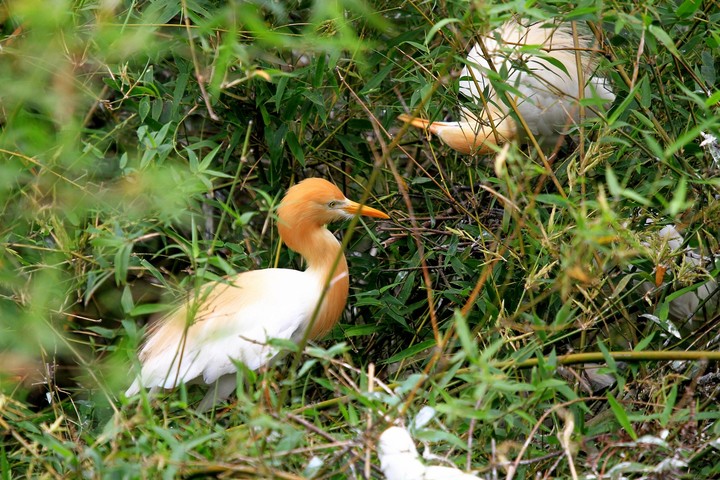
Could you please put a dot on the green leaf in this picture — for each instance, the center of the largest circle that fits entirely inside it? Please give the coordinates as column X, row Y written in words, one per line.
column 436, row 28
column 621, row 416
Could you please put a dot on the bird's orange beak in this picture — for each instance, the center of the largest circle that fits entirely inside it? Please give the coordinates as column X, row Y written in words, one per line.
column 354, row 208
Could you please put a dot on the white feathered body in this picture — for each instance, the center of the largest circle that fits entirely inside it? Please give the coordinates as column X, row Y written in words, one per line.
column 540, row 62
column 399, row 460
column 685, row 308
column 228, row 322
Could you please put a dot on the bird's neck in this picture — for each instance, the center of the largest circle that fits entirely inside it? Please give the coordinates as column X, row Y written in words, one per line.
column 326, row 264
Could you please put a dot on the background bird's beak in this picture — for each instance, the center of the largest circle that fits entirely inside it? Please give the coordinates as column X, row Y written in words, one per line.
column 354, row 208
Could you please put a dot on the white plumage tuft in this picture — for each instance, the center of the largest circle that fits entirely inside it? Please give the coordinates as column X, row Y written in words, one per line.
column 399, row 460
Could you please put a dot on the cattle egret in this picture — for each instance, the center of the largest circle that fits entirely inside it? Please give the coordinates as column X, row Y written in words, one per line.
column 685, row 308
column 233, row 320
column 539, row 66
column 399, row 460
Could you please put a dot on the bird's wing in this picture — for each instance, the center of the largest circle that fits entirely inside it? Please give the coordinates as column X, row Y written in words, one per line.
column 227, row 321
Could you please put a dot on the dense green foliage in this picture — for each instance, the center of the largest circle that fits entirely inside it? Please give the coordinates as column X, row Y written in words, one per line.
column 145, row 144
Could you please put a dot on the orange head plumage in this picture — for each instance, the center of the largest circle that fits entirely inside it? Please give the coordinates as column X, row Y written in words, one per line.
column 234, row 320
column 308, row 206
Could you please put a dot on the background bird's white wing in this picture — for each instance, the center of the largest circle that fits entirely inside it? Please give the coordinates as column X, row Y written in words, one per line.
column 233, row 322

==========

## Direction
Write out the data above again with "in this picture" swapped for "in this image" everywhere it occurs and nothing else changed. Leave the picture out.

## Solution
Could you please put a dot on the green leaf in this image — for each instance, the center of the largest circle that fits entirely inside it? Please give the coordinates as column X, row Y written in words, one per line.
column 436, row 28
column 621, row 416
Could you please put a dot on the bird's orange beak in this image — for each instance, the center of the largest circle that fits entirely inside it? Please give the coordinates as column X, row Y written in words, one per line.
column 354, row 208
Could you please put a dot on the white feathered body in this image — for each instance, the center of the largest circle that fits entirely inside it? Please give the coordinates as column X, row Y written in words, one per line.
column 540, row 62
column 399, row 460
column 685, row 308
column 228, row 322
Could you please put a dot on the bird's neck in this image — for each instance, the center of the largest circle that fits entirely inside it? Please give the coordinates as column X, row Y written in words, one per line.
column 326, row 264
Could you please put a dot on the background bird's beak in this image — for each instance, the center of the largest circle that fits entirely inside it? Please give the coordinates as column X, row Y written in words, one per line.
column 354, row 208
Could you please put a dot on the white plumage tuft in this image — for each instance, the center of the largest circle that fits entirely inside it? Please give the coordinates as column X, row Y written in words, one per line.
column 399, row 460
Could you please put a dot on the cattle egret in this image — for each instance, the center of the largest circle that fits entirely inside it? Please give the coordinates as column X, row Y written in words, one per line.
column 685, row 308
column 233, row 320
column 539, row 66
column 399, row 460
Could you please put a dot on the bird's wing in this image — for each instance, the center of the largest circle that fits entirely inside it? Please give the coordinates as column X, row Y written in words, one per line.
column 227, row 321
Could you please put a dot on the dense green foliage in this image — for each instance, the center of the largest circle that fits entirely inside it? Please give the coordinates as column X, row Y written in words, one per line.
column 145, row 144
Could you please put a dot on the orange head plumage in this image — for each instance, the center of the largest circle that fits entirely inside it? Please give the coordinates as column X, row Y written in words, one per line.
column 234, row 320
column 308, row 206
Could you please put a dot on the background bird's white wing in this image — for each instance, the center of the largest circle that fits entirely inside it? Please give the coordinates as column X, row Y written in words, one per line.
column 233, row 322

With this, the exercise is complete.